**YOUR INSTRUCTIONS**:
Make an exact copy of the listing below.

[Records from a collection]
-- START --

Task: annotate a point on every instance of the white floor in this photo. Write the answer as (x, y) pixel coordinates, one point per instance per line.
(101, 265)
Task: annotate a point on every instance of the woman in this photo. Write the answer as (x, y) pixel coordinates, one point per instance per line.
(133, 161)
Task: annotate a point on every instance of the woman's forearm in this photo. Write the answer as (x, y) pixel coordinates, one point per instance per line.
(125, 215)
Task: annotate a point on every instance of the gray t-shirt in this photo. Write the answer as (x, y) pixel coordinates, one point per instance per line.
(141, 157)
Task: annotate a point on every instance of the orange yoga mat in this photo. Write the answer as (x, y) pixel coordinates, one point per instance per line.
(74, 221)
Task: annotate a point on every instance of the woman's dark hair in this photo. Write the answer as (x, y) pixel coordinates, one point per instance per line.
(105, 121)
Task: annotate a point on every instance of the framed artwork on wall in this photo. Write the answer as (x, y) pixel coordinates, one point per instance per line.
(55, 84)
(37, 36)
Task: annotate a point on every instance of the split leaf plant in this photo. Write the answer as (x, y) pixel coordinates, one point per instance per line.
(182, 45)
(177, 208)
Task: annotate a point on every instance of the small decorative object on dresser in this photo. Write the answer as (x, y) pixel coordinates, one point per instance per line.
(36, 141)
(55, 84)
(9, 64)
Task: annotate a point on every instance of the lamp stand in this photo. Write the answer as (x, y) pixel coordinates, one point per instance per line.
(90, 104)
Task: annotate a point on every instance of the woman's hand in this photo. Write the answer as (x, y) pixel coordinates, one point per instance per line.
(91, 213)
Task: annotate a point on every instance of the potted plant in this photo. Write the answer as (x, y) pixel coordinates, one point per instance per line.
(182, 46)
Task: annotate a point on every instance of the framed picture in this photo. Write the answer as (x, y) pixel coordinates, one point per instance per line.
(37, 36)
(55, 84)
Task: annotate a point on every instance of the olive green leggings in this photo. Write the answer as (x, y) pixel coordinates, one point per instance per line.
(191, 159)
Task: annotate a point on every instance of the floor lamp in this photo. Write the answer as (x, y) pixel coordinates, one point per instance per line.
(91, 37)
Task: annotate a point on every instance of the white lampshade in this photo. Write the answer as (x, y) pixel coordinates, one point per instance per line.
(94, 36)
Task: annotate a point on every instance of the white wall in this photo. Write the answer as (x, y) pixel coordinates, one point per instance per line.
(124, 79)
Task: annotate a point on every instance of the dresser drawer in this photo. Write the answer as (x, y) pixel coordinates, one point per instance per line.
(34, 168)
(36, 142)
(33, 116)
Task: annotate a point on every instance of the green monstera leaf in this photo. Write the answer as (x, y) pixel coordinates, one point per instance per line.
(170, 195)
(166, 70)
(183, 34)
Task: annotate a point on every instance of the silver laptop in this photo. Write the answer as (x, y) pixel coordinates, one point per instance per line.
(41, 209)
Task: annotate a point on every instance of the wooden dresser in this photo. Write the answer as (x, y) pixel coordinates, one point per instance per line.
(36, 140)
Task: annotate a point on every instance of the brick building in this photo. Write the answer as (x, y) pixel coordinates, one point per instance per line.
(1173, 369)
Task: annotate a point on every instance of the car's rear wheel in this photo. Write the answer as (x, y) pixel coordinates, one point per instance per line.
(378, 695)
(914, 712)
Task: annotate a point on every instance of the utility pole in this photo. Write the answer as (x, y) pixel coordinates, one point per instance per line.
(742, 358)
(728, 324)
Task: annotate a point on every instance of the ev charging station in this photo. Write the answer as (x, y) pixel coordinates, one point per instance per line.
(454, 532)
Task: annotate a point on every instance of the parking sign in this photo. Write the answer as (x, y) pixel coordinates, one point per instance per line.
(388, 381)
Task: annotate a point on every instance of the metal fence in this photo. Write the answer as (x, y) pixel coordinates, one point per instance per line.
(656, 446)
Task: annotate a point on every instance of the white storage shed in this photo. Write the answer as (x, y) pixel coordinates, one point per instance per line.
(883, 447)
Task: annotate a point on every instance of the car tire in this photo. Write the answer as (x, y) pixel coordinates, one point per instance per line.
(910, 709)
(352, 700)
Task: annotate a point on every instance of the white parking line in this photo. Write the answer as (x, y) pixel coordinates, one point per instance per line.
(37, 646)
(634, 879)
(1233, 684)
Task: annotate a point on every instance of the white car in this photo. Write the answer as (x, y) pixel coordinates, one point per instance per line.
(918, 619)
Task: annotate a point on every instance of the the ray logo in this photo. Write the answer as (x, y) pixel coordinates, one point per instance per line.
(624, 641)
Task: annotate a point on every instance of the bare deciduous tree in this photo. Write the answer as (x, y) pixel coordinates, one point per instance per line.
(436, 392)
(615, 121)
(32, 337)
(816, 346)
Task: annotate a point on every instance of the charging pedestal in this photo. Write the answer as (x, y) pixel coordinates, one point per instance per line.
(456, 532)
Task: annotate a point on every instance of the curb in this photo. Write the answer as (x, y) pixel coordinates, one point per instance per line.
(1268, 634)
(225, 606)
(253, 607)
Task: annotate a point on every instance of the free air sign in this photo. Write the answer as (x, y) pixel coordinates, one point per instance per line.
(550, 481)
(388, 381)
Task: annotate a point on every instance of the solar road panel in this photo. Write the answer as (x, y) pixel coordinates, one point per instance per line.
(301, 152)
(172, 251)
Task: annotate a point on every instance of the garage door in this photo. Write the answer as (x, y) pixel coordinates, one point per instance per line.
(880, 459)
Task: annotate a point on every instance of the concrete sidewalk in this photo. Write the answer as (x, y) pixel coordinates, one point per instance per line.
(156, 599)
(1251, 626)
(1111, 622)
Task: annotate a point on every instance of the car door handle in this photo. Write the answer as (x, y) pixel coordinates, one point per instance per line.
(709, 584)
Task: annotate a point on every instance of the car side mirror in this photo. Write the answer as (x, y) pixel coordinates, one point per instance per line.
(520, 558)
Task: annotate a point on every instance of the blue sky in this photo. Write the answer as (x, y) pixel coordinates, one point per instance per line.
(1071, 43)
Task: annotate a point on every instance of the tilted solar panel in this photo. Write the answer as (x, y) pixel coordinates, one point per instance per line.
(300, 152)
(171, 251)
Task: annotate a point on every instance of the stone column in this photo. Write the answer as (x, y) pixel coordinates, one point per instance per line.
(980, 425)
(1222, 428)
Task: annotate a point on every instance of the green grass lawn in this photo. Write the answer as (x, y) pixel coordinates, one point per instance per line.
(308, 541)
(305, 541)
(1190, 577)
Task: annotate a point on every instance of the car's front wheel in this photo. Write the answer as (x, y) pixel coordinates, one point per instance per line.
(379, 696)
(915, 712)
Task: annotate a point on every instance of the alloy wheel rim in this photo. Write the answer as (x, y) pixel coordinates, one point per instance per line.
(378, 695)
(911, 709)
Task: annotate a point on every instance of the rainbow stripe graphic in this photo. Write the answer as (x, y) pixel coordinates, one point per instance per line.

-- END --

**ANSWER TO THIS EXERCISE**:
Task: annotate a point on every instance of the white floor in this photo. Write the answer as (x, y) pixel coordinates, one point per instance per line.
(101, 265)
Task: annotate a point on every instance of the woman in this photo. Write the answer as (x, y) pixel coordinates, one point per instance per line.
(133, 161)
Task: annotate a point on every instance of the woman's forearm in this photo. Write the answer as (x, y) pixel coordinates, one point per instance per line.
(125, 215)
Task: annotate a point on every instance of the gray t-shirt in this photo. Write the answer as (x, y) pixel coordinates, one point per instance per line.
(141, 157)
Task: annotate a point on every instance of the orange yoga mat in this photo. Write the answer as (x, y) pixel coordinates, one point per instance per line.
(74, 221)
Task: annotate a point on every instance of the woman's dark hair in this photo. Write the answer as (x, y) pixel coordinates, one point per instance per line.
(105, 121)
Task: annotate a point on every instance of the framed artwork on wall in this photo. Write the answer as (x, y) pixel coordinates, one point per instance per line.
(55, 84)
(37, 36)
Task: annotate a point on every instance of the split leaf plant in this photo. Write the answer as (x, y) pixel coordinates, one point per instance per line.
(182, 45)
(177, 208)
Task: annotate a point on every instance of the small decorative object on dresser in this photo. Write the answer as (x, y) pixel coordinates, one point per instance per line.
(36, 141)
(55, 84)
(9, 64)
Task: annotate a point on every instance of the lamp stand in this photo. Write the answer as (x, y) pixel coordinates, one point per instance per line.
(90, 104)
Task: annotate a point on every instance of the woman's hand in this photo. Write the answer as (x, y) pixel coordinates, one point per instance per line.
(91, 213)
Task: annotate a point on every instance of the potted plant in this photo. Write the answer as (x, y) pixel coordinates, one point per instance per line.
(182, 46)
Task: annotate a point on every instance of the framed picture in this photo. Write the answer as (x, y) pixel coordinates, one point per instance per line.
(37, 36)
(55, 84)
Task: annotate a point on every instance of the olive green leggings in this photo. Write the answer as (x, y) pixel coordinates, one point per instance per line.
(191, 159)
Task: annotate a point on every instance of the floor lamp in this photo. Write the answer as (x, y) pixel coordinates, one point per instance per line.
(91, 37)
Task: annotate a point on every instance of the white lampshade in this photo. Write the answer as (x, y) pixel coordinates, one point per instance per line.
(94, 36)
Task: annotate a point on every instance of the white wall in this photo. Write the answer as (x, y) pixel coordinates, one point per instance per line.
(124, 79)
Task: annotate a point on every instance of the dresser drawer in this photo. Write the answer as (x, y) pixel coordinates, one point per instance per line.
(34, 168)
(36, 142)
(33, 116)
Task: annotate a point on every instance of the green monstera leaf in this photo. Write the answer as (x, y) pixel coordinates, one point per instance per line.
(170, 195)
(166, 70)
(183, 34)
Task: annotate a point on every instance of the silver laptop in this photo. Write the answer as (x, y) pixel coordinates, one point per instance per line.
(41, 209)
Task: annotate a point on every instance of the wooden dresser in this photo. Write the answer as (x, y) pixel coordinates, one point per instance per line.
(36, 140)
Task: annotate a point on every instance of the brick building in this photo. Write the answer as (x, y) pixel coordinates, one point per instance per line.
(1173, 369)
Task: annotate a point on every instance of the car's rear wheel in this photo. Write the answer as (x, y) pixel coordinates, one point per instance per line.
(378, 695)
(914, 712)
Task: annotate a point on every instance of the utility pole in this photo. Write the answer as (x, y) pixel coordinates, one point per instance per line.
(742, 358)
(728, 324)
Task: annotate a point on every instance of the ev charging station in this photo. Write the answer as (x, y) pixel coordinates, one point per instance per line.
(454, 532)
Task: annotate a point on every instance of the parking sign in this photo. Write the answer as (x, y) pixel coordinates, one point per instance per line.
(388, 381)
Task: annotate a point on every instance of the metal fence in this photo. Write the answer as (x, y) pixel coordinates, one point per instance per line.
(656, 446)
Task: annotate a point on every instance of the white storage shed in this photo. Write the answer as (x, y) pixel coordinates, one point per instance per line.
(883, 447)
Task: annotate a point on every instance of the car tire in this photo. Write the answer as (x, y) pixel coordinates, one point per instance per line.
(910, 709)
(352, 700)
Task: annotate a point on every instance of the white parking line in this photo. Write the answer as (x, y) pixel coordinates, one point per instance per line.
(37, 646)
(634, 879)
(1233, 684)
Task: annotate a point on every instance of the white car in this photo. Write the answer as (x, y) pixel coordinates, one point per instance per line.
(918, 619)
Task: annotate a point on every instance of the the ray logo in this photo. Write the answer as (x, y) pixel coordinates, one point per instance per line.
(624, 641)
Task: annotate a point on every instance of the bare deciduous tree in this photo. Write the answer as (x, y) pixel coordinates, one point per instance per line.
(436, 392)
(615, 121)
(32, 337)
(816, 346)
Task: annotate a point on every instance of the charging pedestal in this photo. Write the answer as (x, y) pixel coordinates, one point per instance per line.
(456, 532)
Task: annotate a point on every instance of the curb in this photo. Write the answer as (x, y) pixel coordinates, one point per instance per line.
(1268, 634)
(225, 606)
(253, 607)
Task: annotate a point on every instance of the free air sign in this photo. Write the answer as (x, y) pixel coordinates, one point per instance per line.
(550, 481)
(388, 381)
Task: annotate a point on every instance of the solar road panel in this photo. Write the answer as (x, y) pixel coordinates, one point per instance per line.
(301, 152)
(172, 251)
Task: annotate a point on every instance of the garage door in this photo. Write the answer as (x, y) pixel coordinates, one point per instance per line.
(880, 459)
Task: annotate a point on every instance of the concrete sidewalk in this photo. Write the answer as (x, y) pixel coordinates, one point per instance per line.
(156, 599)
(1251, 626)
(1111, 622)
Task: annotate a point on every instance of the car door handle in this photo. Write the answer as (x, y) pixel coordinates, one point per instance per line.
(709, 584)
Task: annotate a point on every instance of the car side mirror in this photo. Write the answer as (x, y) pixel coordinates, one point per instance per line.
(520, 558)
Task: annotate a point on every instance of the blue sky in this photo. Write the answer as (x, y) pixel coordinates, one point per instance per line.
(1071, 43)
Task: annotate a point on every instance of the tilted solar panel in this photo. Write the answer as (x, y) pixel coordinates, one point per instance per line.
(300, 152)
(171, 251)
Task: annotate a point on every instance of the stone column in this photo. Write the answer as (x, y) pixel coordinates, one point per instance per line.
(980, 425)
(1222, 428)
Task: annotate a point on every instance of the green grass lawn in this photo. Write the answer as (x, y) pixel coordinates, one point per instance per line.
(308, 541)
(305, 541)
(1190, 577)
Task: annotate a point on every instance of the car's front wheel in this photo. Write the answer as (x, y) pixel coordinates, one point per instance per line.
(379, 696)
(915, 712)
Task: annotate a point on every instance of the alloy wheel rim in this photo. Write the answer as (x, y) pixel coordinates, one point per instance per line.
(378, 695)
(911, 709)
Task: annotate a point on every instance of the rainbow stripe graphic in this photo. Write the answer as (x, y) pixel coordinates, one point per instance per line.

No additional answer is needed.